- _Provided records_
╭──

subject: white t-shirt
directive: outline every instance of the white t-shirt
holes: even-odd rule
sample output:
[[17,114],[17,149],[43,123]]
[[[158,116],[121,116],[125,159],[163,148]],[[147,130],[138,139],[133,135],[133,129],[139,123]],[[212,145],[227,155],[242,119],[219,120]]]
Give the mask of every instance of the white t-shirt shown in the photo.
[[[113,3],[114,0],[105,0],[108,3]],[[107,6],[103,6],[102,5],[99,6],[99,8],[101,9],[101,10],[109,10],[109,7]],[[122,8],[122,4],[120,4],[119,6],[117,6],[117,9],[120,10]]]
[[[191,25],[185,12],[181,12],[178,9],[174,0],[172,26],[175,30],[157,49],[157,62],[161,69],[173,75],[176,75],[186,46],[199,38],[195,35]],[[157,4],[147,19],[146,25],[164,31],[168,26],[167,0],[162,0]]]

╰──

- _What the task asks_
Copy each of the rows above verbatim, character for character, without altering, omitting, or reordering anything.

- _Response below_
subject: white t-shirt
directive: outline every instance of the white t-shirt
holes: even-odd rule
sample output:
[[17,114],[17,149],[43,123]]
[[[158,116],[121,116],[125,159],[163,148]],[[147,130],[138,139],[133,135],[133,129],[139,123]],[[212,145],[227,155],[242,119],[219,120]]]
Give the mask of every instance of the white t-shirt shown in the photo.
[[[113,3],[114,0],[105,0],[108,3]],[[107,6],[103,6],[102,5],[99,6],[99,8],[101,9],[101,10],[109,10],[109,7]],[[122,8],[122,4],[120,4],[119,6],[117,6],[117,9],[120,10]]]
[[[191,25],[185,12],[181,12],[178,9],[174,0],[172,26],[175,30],[157,49],[157,62],[161,69],[173,75],[176,75],[186,46],[199,38],[195,35]],[[157,4],[147,19],[146,25],[164,31],[168,26],[167,0],[162,0]]]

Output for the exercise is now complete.